**TAREFAS ESCRITAS**
A) Liste todas as usinas, barragens e complexos hidrelétricos citados pelo nome na reportagem sobre a usina de Xingó.
B) Retome a reportagem sobre a usina de Xingó a partir do ponto em que ela termina.

**TEXTO FORNECIDO**
::::::

Foi necessária a morte
de um ator global para as autoridades se preocuparem com os impactos da
Usina Hidrelétrica do Xingó no Rio São Francisco, em operação desde
1994. O ator Domingos Montagner morreu afogado na última quinta-feira, quando mergulhou nas proximidades da Usina Hidrelétrica de Xingó, em Sergipe.
Já se sabia que a forte correnteza da região onde Montagner mergulhou era provocada pela vazão
da usina. A operadora da usina, no entanto, ainda não tornou público o
nível de vazão da água, portanto ainda não está claro se houve uma
alteração do fluxo no dia do acidente.
A Prainha de Canindé do São Francisco
fica a aproximadamente 2 km abaixo da barragem. No entanto, ao contrário
das regiões litorâneas, onde há sinalização sobre as correntes, os rios
não possuem informações o suficiente para os mergulhadores.
Foi o impacto na corrente, provocado
por uma usina hidrelétrica, que fez com que os indígenas Juruna da Volta
Grande — que moram logo abaixo da barragem Pimental, do Complexo Belo
Monte, no Pará — perdessem barcos e não deixassem mais as crianças
brincarem sozinhas na beira do rio.
Eles têm medo das “tsunamis
artificiais”, explica Brent Millikan, especialista em barragens e
diretor da empresa International Rivers no Brasil: “Os Juruna falaram
isso, que não parece mais um rio, parece maré, sobe e desce. Só que maré
tem hora certa de subir e descer, e o rio agora, não. Ele sobe e desce a
qualquer hora”.
O Brasil, segundo maior produtor de hidroeletricidade no mundo, depende em usinas para 75% da sua de eletricidade. Há 158 usinas em operação no país, 9 em construção e mais 26 projetos autorizados.
Falta sinalização
Segundo o pesquisador,
“deveria haver um sistema de comunicação para todo mundo que vive rio
abaixo (sobre as alterações na vazão das hidroelétricas) —índios,
banhistas, turistas— mas isso não existe”.

::::::

**LISTA DE REGISTROS**
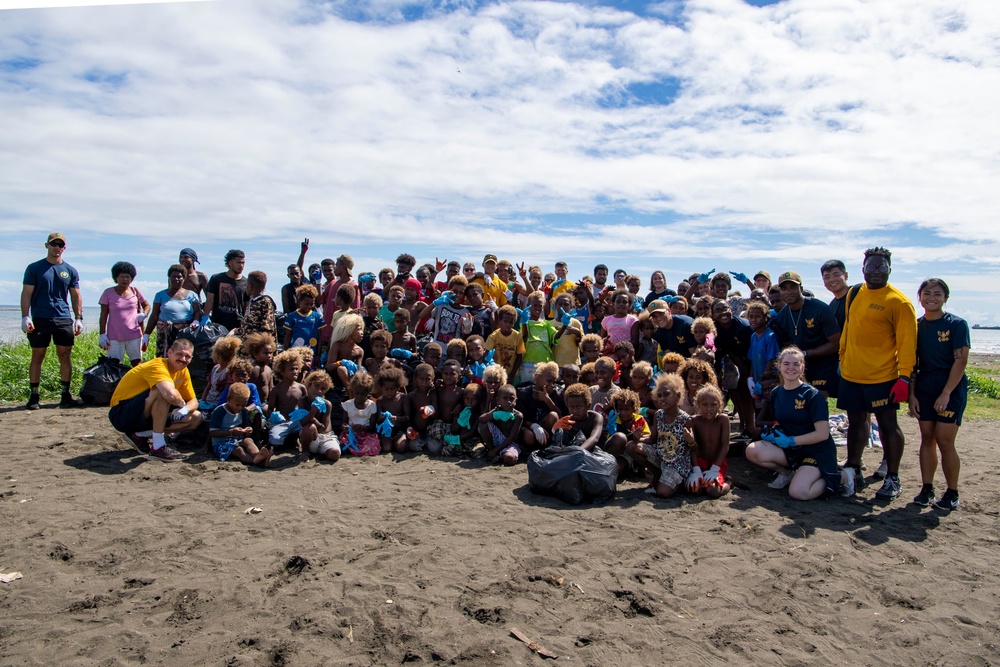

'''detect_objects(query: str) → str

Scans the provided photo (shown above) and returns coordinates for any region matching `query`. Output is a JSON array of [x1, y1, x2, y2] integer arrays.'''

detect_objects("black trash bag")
[[528, 447, 618, 505], [177, 322, 229, 396], [80, 354, 132, 405]]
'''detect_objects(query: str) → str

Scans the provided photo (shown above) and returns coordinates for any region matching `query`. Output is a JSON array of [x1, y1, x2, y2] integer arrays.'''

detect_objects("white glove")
[[687, 466, 702, 493], [701, 466, 719, 486]]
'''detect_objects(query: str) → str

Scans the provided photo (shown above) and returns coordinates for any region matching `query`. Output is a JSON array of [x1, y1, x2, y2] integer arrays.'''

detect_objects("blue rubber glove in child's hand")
[[375, 411, 392, 438], [433, 292, 455, 306]]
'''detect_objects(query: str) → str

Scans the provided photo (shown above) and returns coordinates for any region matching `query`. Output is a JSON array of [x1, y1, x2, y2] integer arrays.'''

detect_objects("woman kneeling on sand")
[[746, 346, 854, 500]]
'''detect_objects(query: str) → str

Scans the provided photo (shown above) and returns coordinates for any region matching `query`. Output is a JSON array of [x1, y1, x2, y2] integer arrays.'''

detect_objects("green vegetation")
[[0, 331, 156, 403]]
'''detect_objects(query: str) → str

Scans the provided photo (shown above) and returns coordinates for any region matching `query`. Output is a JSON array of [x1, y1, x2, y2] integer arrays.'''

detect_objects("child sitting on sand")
[[687, 384, 731, 498]]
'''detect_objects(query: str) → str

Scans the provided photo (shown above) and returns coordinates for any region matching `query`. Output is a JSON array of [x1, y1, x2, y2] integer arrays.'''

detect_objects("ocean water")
[[0, 306, 1000, 356]]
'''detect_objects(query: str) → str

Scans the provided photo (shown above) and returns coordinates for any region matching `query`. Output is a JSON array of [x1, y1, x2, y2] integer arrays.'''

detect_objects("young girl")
[[627, 373, 694, 498], [201, 336, 243, 414], [374, 366, 407, 454], [746, 345, 854, 500], [687, 384, 731, 498], [909, 278, 970, 511], [340, 371, 382, 456], [98, 262, 150, 367], [679, 359, 719, 414]]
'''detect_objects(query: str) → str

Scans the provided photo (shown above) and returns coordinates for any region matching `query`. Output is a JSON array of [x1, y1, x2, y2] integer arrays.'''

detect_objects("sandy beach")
[[0, 406, 1000, 666]]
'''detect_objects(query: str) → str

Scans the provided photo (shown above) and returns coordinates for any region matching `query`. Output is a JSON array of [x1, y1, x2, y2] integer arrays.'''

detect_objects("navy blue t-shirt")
[[653, 315, 698, 358], [23, 259, 80, 318], [917, 313, 972, 373], [771, 383, 836, 447]]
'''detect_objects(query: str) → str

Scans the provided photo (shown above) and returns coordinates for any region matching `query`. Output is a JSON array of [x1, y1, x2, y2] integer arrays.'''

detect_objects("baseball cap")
[[776, 271, 802, 287]]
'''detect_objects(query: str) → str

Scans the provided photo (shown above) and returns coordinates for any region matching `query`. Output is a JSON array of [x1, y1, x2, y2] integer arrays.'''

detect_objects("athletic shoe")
[[149, 445, 187, 462], [934, 490, 959, 512], [59, 392, 83, 408], [840, 468, 854, 498], [913, 486, 934, 507], [767, 470, 795, 489], [875, 475, 900, 500], [122, 432, 149, 454]]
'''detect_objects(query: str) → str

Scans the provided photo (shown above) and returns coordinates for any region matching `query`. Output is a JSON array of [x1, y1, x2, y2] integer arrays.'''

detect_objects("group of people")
[[21, 233, 969, 509]]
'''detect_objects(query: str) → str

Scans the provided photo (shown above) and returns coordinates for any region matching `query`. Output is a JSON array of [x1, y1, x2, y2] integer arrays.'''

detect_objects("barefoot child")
[[375, 366, 407, 454], [687, 384, 731, 498], [340, 371, 381, 456], [627, 373, 694, 498], [479, 384, 523, 466], [209, 382, 271, 467]]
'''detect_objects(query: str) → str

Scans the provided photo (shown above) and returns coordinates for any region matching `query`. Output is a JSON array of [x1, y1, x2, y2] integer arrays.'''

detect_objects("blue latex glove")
[[375, 411, 392, 438], [604, 410, 618, 435], [456, 406, 472, 428], [433, 292, 455, 306]]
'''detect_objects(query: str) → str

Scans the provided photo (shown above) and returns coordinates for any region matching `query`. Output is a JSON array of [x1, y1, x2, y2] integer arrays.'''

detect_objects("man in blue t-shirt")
[[21, 232, 83, 410]]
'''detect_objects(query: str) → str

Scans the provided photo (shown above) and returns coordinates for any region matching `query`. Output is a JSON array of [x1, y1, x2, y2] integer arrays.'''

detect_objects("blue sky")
[[0, 0, 1000, 324]]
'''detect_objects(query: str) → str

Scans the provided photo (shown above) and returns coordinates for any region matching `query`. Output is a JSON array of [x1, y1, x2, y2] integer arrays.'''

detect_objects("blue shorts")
[[837, 378, 899, 413], [915, 373, 969, 426]]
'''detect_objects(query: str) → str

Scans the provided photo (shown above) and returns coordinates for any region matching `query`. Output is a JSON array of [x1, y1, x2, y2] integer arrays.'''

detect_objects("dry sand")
[[0, 408, 1000, 666]]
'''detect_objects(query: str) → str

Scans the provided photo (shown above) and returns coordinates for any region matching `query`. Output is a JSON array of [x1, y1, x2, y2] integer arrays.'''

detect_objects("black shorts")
[[915, 373, 969, 426], [837, 378, 899, 413], [108, 389, 153, 433], [28, 317, 76, 349]]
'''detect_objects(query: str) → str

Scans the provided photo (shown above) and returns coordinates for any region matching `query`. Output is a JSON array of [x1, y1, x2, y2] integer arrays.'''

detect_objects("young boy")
[[406, 364, 444, 456], [285, 285, 326, 357], [486, 306, 524, 378], [208, 382, 272, 468], [479, 384, 524, 466]]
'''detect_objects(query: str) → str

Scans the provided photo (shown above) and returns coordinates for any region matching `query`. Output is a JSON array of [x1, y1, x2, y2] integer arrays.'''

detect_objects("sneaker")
[[767, 470, 795, 489], [875, 475, 900, 500], [934, 491, 958, 512], [149, 445, 187, 462], [122, 433, 149, 454], [59, 393, 83, 408], [913, 486, 934, 507], [840, 468, 854, 498]]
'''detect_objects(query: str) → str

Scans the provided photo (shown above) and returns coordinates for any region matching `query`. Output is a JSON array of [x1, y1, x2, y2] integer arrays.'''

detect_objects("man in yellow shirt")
[[108, 338, 203, 461], [837, 248, 917, 500]]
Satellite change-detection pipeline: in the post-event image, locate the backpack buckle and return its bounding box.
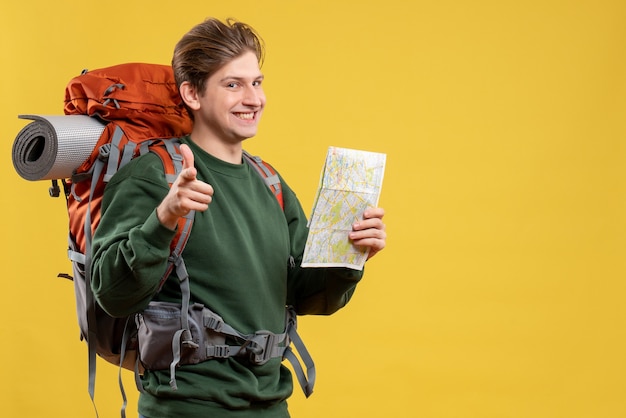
[247,330,277,366]
[98,144,111,161]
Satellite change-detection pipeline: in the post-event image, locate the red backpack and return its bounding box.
[61,63,283,410]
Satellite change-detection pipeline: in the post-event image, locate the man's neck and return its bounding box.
[191,129,243,164]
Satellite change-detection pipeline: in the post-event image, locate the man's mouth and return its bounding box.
[235,112,254,120]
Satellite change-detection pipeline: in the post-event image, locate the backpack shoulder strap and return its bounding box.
[243,150,285,210]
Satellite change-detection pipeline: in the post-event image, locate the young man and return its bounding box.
[92,19,386,418]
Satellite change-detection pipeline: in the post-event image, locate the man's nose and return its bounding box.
[243,86,264,106]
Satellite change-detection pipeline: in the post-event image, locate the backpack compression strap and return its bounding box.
[243,150,285,210]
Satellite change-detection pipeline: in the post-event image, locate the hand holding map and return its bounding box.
[302,147,386,270]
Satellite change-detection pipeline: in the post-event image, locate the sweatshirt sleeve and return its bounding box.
[283,175,363,315]
[91,154,175,317]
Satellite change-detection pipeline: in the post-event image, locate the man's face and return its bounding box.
[195,52,265,143]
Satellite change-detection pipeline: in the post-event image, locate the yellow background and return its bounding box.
[0,0,626,418]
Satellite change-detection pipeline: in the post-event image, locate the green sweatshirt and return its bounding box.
[92,137,362,418]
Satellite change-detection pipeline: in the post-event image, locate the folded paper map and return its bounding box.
[302,147,386,270]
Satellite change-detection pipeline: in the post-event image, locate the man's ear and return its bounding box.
[178,81,200,110]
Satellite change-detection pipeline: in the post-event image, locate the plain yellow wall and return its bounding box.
[0,0,626,418]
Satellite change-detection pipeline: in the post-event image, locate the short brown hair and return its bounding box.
[172,18,265,102]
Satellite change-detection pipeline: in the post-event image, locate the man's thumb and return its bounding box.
[180,144,193,170]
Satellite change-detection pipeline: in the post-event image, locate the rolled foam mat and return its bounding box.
[13,115,104,180]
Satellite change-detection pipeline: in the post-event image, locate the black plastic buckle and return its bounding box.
[248,330,276,366]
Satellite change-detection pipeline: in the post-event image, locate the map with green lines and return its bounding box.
[302,147,386,270]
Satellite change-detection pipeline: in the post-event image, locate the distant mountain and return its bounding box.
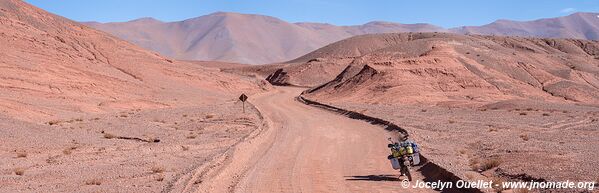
[85,12,444,64]
[451,13,599,40]
[0,0,262,122]
[85,12,599,64]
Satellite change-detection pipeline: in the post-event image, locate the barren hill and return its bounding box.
[86,12,443,64]
[451,12,599,40]
[85,12,599,64]
[271,33,599,104]
[0,0,268,120]
[294,33,599,185]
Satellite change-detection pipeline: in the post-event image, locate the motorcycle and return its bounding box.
[387,138,419,181]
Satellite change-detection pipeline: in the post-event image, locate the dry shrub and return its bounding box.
[62,146,77,155]
[148,137,160,143]
[150,166,165,174]
[104,133,116,139]
[17,151,27,158]
[85,179,102,186]
[181,145,189,151]
[48,120,61,125]
[13,168,25,176]
[478,158,501,171]
[520,134,530,141]
[469,158,501,172]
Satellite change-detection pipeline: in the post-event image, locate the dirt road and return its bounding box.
[197,87,432,192]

::::::

**RESULTADOS POR TAREFA**
A)
Usina Hidrelétrica de Xingó
barragem Pimental
Complexo Belo Monte

B)
Em entrevista ao programa Mais Você,
o comandante do 9º Grupamento de Bombeiros Militar (GBM) de Alagoas,
tenente-coronel Carlos Burity, disse na sexta-feira, 16, que será
necessário rever as estratégias
de trabalho em áreas turísticas, como é o caso de Prainha, para evitar
afogamentos. Segundo ele, o rio mudou depois das construções das usinas
de Paulo Afonso, no Alto Sertão da Bahia, e da hidrelétrica de Xingó.
De acordo com a vazão da usina de
Xingó, a velocidade da água —que já costuma ser acelerada — aumenta,
tornando-se difícil até mesmo para as embarcações que transitam no local. No início deste ano, um adolescente morreu afogado ao passar de barco na mesma região de Montagner.
Operadora não revela dados sobre a vazão
A Companhia Hidro Elétrica do São
Francisco (CHESF), operadora da usina do Xingó, informou que “não houve
alteração na vazão” durante o dia do acidente, mas não deu informações
detalhadas, porque — conflituosamente — também afirma que está
“levantando os dados para a confirmação” dessa mesma informação.
No início do ano, uma liminar elevou a vazão mínima do reservatório para 900 metros cúbicos por segundo,
justamente para manter o nível do rio e diminuir o impacto das fortes
alterações da vazão. Mas a CHESF recorreu, e o impasse sobre o nível
mínimo segue, sendo o indicado pelo IBAMA de 1300 metros cúbicos por segundo.
Conforme o relato
do delegado Antônio Francisco Oliveira Filho, que colheu depoimento da
atriz Camila Pitanga, que estava com Montagner no momento do
acidente,”os dois entraram na água, e a correnteza ficou forte de
repente. Camila nadou rápido e conseguiu abraçar uma pedra. Ela chegou
ver o Domingos nadar contra a correnteza, mas ele cansou e afundou”.
O professor Jorge Henrique Prodanoff,
do departamento de Recursos Hídricos e Meio Ambiente da escola
politécnica da Universidade Federal do Rio de Janeiro, explica que
mudanças na potência das hidrelétricas acontecem por todo o país.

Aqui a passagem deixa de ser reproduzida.